# To do
Set down the records that follow in full and without changes.

# Data records
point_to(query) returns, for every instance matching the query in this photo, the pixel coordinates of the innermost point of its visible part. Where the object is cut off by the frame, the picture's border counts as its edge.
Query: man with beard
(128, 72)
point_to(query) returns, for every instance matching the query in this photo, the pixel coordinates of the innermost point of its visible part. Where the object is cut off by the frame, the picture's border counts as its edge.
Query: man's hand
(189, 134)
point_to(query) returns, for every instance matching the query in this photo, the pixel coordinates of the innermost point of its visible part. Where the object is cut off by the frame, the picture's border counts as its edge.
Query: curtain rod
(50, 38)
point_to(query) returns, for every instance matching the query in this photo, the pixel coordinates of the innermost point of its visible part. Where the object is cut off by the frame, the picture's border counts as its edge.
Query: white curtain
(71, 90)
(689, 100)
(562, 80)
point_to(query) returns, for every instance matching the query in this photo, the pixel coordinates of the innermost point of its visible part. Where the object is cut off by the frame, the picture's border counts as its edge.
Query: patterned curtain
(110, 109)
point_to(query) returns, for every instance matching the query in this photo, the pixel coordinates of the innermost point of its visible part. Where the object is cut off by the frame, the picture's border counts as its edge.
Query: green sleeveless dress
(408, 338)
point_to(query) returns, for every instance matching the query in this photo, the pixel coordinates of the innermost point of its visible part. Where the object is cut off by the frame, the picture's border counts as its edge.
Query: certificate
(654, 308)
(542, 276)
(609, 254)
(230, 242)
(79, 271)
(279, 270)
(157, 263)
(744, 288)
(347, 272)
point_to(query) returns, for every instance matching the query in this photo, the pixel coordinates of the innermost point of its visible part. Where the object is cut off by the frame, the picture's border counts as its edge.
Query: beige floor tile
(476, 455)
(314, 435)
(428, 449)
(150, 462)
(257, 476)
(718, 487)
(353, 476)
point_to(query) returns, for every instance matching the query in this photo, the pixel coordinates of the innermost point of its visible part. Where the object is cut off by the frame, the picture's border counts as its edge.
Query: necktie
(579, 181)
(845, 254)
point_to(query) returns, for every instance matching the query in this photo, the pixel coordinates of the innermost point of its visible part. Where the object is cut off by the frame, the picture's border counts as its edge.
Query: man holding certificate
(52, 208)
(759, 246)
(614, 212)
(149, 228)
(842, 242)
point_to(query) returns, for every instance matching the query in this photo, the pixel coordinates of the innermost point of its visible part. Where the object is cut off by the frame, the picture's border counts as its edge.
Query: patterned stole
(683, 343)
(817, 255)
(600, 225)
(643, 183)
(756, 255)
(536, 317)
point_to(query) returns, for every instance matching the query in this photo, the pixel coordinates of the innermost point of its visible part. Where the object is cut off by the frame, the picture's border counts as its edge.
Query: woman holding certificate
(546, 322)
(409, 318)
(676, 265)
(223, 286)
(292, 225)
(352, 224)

# Completed task
point_to(query) returns, for every instance matching the query in this photo, the pixel coordinates of the innermost point of its visible part. Where the object is cut off by the frame, the picture's border counts as its edge.
Query: man with beard
(128, 72)
point_to(query) returns, for every instance matching the query in this photo, the pixel coordinates of the innermost point of its visible part. Where the object is cut off by the frame, the picture's border counts as its edge.
Query: man's hand
(189, 134)
point_to(query) returns, for every instance matching the query in this photo, the pixel coordinates of the innermost point of its visible part. Where the object is cut off by the frame, the picture's border counts as its edge.
Query: curtain rod
(50, 38)
point_to(query) returns, for every instance matching the query in this photo, the pixel coordinates of the innermost point of its visible part. Where the object is cut off by the frame, the picture's border counts as its edge.
Query: white curtain
(71, 90)
(689, 100)
(562, 80)
point_to(query) returns, for every instance matching the query in this photo, the pixel coordinates of the innermost point of its visible part. Where the object is cut off by the frame, the picture's border counts as its edge.
Query: patterned curtain
(110, 109)
point_to(query) returns, for every instance matching the query in this photo, the pixel coordinates of the innermost point of its visible part. Where the object is cut off by the frame, the picture's border counts as its edge.
Query: green sleeveless dress
(408, 338)
point_to(query) returns, for every instance matching the query in this photo, the pixel coordinates of the innermost point of its visible part. Where the object is cut off by the frame, the picture's border counts as its edge.
Query: certificate
(654, 308)
(542, 276)
(609, 254)
(230, 242)
(79, 271)
(279, 270)
(157, 263)
(744, 288)
(347, 272)
point_to(query) returns, for every instance matching the query in this photo, the pixel coordinates of the innermost point of its visible part. Where the object is cut off by the frame, the picture's border counts as its edge.
Query: beige floor tile
(476, 455)
(314, 435)
(428, 449)
(150, 462)
(257, 476)
(718, 487)
(353, 476)
point_to(query) returns, for every instance matching the query in this photo, the pixel coordinates of the innermost point of its visible part. Where the object is cut off by the frame, the picture's border counts as its edge.
Query: necktie
(579, 181)
(845, 254)
point_to(query) returns, for every instance matching the query in this photo, the pixel coordinates of the innermost point of its visible part. Where the object is cut off by the frame, the picture's border counts as its edge.
Query: man holding certificate
(52, 208)
(759, 246)
(614, 212)
(149, 228)
(842, 242)
point_to(query) returns, for every instance matching the query in this photo, the pixel coordinates of the innermost point of its visible part. Where the object is cut off by the frame, the picture's border counts as its edge.
Query: patterned stole
(683, 343)
(817, 255)
(600, 225)
(643, 183)
(756, 255)
(536, 317)
point_to(query) returns, for every instance matching the query in this photo, the pixel coordinates of the innermost point of its visible part. Where the object is cut off by the frame, the picture's border counts as its edge.
Query: woman holding certificate
(546, 322)
(409, 318)
(676, 265)
(223, 286)
(292, 225)
(352, 224)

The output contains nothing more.